• **Texto para leitura**
※ ※ ※
A Aruc é a mais tradicional escola de samba do DF. A mais campeã, nem sei quantas vezes, mas é tipo mais de 30 (mentira, eu sei, são 31). Foi fundada em outubro de 1961 e não deve ser exagerado usar a expressão de que “quando eu cheguei, tudo ali era mato” – poderia muito bem usar, caso a escola tivesse uma voz. Quando associamos o bairro do Cruzeiro ao Rio de Janeiro, é porque seus primeiros ocupantes eram vindos dos escalões menores da administração pública, então não é à toa que é neste território onde habita a escola cuja madrinha é a Portela. Os desfiles da Aruc, aliás, sempre foram mais bonitos porque esse amadrinhamento permitia um intercâmbio imenso de materiais, pedaços de carros alegóricos, ideias… As demais escolas sempre tinham de redobrar esforços pra conseguir fazer perto. E, porventura, ganhar os carnavais.
※ ※ ※
• **Dados fornecidos**
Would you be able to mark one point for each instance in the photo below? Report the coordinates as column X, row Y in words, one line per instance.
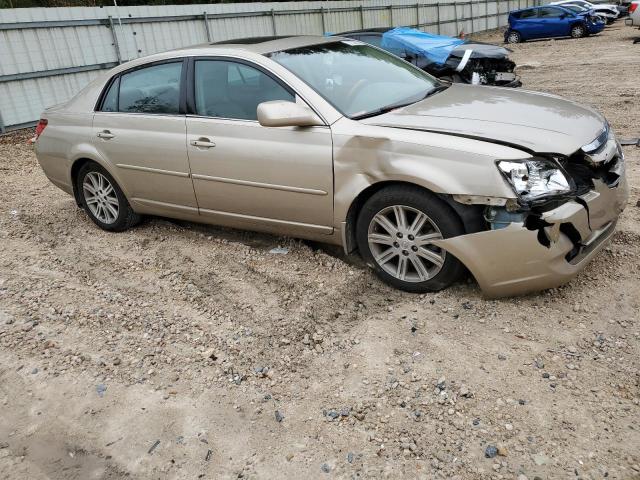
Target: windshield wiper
column 393, row 106
column 437, row 89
※ ※ ※
• **Objetivo da tarefa**
De acordo com o texto sobre a Aruc, em que mês e ano a escola de samba foi fundada? A listagem não é necessária para realizar esta tarefa.

• **Resposta esperada**
A Aruc foi fundada em outubro de 1961.